How to complete this task: If a line below contains the string "white", copy it out.

------ Supplied material ------

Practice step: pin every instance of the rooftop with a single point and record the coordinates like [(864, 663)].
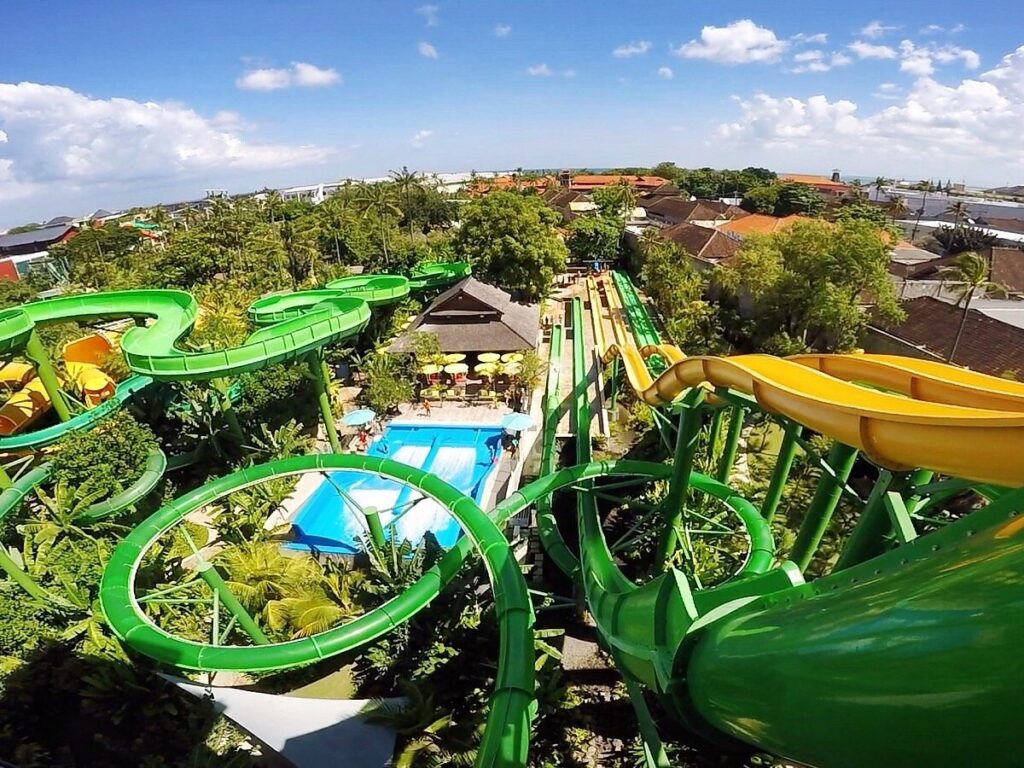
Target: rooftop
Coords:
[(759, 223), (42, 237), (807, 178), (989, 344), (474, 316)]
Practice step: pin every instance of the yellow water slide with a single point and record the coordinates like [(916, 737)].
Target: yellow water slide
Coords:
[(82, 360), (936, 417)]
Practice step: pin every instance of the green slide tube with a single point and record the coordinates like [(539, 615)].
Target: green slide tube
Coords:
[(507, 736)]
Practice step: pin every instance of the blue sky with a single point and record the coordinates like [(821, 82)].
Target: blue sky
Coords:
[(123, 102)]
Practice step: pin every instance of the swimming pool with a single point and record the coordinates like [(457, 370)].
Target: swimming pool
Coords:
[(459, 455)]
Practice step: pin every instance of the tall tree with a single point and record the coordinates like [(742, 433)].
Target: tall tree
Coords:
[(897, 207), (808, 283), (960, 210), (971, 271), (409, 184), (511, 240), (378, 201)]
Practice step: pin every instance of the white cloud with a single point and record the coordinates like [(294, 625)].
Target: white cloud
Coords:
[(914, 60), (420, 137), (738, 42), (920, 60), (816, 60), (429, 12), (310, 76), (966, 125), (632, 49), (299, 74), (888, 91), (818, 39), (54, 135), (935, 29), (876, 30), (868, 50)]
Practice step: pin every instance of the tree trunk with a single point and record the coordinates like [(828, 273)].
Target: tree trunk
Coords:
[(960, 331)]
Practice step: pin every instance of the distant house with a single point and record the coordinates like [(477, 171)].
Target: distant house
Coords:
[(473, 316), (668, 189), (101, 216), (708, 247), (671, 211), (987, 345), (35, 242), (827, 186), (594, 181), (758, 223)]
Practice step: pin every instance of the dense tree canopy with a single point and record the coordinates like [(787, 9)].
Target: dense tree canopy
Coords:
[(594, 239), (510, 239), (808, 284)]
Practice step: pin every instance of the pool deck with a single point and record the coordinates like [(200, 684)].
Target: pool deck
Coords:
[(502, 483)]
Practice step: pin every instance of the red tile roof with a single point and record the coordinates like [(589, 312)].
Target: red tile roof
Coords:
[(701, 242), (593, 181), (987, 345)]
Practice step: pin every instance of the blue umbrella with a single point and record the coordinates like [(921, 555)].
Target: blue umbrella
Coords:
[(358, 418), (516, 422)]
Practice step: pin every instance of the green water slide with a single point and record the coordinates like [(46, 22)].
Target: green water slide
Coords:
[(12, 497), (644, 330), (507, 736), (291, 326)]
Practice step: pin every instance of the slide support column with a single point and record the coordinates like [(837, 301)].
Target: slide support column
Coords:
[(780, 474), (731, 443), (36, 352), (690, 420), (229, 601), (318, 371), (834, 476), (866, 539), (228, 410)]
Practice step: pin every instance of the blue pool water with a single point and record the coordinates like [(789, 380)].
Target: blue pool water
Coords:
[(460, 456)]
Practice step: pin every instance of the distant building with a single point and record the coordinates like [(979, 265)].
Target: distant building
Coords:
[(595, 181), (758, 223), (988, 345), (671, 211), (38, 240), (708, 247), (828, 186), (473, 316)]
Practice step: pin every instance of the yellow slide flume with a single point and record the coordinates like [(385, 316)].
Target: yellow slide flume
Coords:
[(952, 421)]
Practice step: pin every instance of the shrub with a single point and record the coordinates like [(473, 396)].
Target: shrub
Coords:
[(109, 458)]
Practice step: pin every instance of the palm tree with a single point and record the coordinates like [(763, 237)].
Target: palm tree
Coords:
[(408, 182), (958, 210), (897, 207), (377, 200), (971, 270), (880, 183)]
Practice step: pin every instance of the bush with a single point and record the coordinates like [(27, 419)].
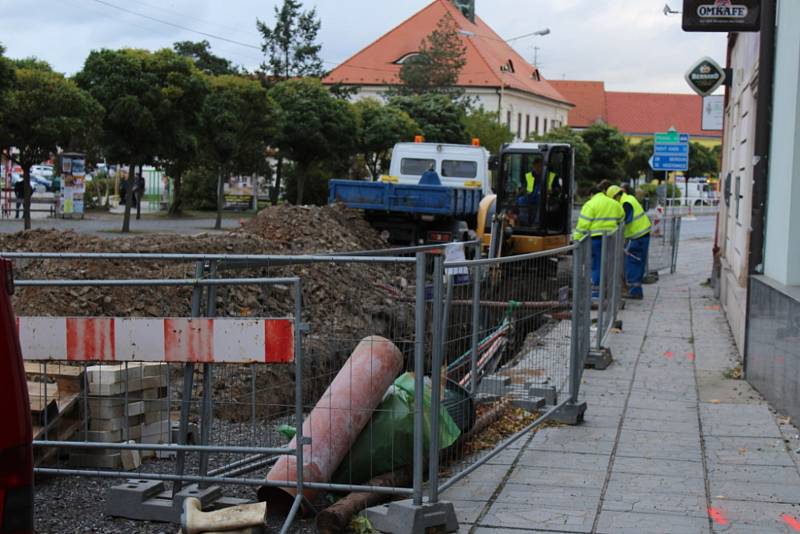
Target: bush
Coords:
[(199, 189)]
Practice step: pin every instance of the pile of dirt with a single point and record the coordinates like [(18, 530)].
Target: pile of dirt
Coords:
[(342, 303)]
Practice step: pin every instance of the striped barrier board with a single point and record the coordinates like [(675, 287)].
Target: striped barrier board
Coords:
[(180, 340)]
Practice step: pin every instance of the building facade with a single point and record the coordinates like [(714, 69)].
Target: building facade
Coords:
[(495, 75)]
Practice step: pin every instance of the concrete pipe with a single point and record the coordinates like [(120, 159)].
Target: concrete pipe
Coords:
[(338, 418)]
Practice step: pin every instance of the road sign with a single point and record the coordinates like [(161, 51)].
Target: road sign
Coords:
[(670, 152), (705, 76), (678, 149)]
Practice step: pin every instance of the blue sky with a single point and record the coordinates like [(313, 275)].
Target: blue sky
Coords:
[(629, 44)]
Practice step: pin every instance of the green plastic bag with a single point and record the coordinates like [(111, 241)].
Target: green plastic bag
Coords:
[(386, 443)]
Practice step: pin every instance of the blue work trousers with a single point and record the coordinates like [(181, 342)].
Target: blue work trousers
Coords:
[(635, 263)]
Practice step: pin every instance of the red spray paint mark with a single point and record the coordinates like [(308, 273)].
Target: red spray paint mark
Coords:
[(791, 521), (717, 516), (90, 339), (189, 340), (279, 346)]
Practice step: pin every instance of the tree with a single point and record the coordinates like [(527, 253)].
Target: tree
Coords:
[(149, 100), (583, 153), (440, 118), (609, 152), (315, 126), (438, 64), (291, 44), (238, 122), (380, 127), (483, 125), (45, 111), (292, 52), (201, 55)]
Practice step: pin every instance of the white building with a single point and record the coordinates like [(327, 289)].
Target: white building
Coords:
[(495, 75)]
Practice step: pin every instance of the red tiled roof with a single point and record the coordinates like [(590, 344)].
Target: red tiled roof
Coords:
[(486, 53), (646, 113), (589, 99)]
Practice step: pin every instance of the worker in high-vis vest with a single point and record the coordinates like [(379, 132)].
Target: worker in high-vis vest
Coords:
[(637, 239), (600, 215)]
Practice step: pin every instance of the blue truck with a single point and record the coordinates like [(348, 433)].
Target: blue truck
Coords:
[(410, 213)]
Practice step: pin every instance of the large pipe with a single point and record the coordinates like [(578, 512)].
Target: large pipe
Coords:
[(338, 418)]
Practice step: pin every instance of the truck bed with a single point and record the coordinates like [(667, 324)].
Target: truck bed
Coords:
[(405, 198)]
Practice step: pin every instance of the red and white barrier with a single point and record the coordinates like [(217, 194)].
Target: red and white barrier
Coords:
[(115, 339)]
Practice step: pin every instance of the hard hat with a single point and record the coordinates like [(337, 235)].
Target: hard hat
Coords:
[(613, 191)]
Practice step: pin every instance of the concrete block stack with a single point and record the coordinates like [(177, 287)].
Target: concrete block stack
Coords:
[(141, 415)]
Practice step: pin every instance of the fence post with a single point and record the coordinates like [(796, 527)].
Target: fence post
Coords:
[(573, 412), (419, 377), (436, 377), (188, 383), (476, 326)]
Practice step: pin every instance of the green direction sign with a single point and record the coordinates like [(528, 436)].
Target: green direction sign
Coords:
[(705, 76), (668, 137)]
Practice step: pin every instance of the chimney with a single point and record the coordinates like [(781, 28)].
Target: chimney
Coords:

------

Solution for this task:
Practice step: pin every instance of the white cloud with a single point and record the coordinates like [(294, 625)].
Target: white cloud
Practice step: pin every instance of the white building with a single point and record the coordinates like [(327, 289)].
Target: white building
Practice step: pin every instance of the red and white barrier with a single point and record the coordinates like [(217, 194)].
Target: red and white barrier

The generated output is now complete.